PROBLEM REQUIREMENTS | For every record here, output an exact copy.

GIVEN ENTRIES |
== Segment start ==

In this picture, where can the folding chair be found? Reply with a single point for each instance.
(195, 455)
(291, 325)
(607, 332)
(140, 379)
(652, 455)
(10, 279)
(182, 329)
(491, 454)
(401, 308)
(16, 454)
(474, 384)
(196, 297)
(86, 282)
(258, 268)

== Segment end ==

EXERCISE ANSWER |
In this picture, where can the folding chair be found? Reply with a single point for each instance.
(195, 455)
(291, 325)
(607, 332)
(140, 379)
(652, 455)
(10, 279)
(182, 329)
(491, 454)
(401, 308)
(16, 454)
(474, 384)
(196, 297)
(86, 282)
(258, 268)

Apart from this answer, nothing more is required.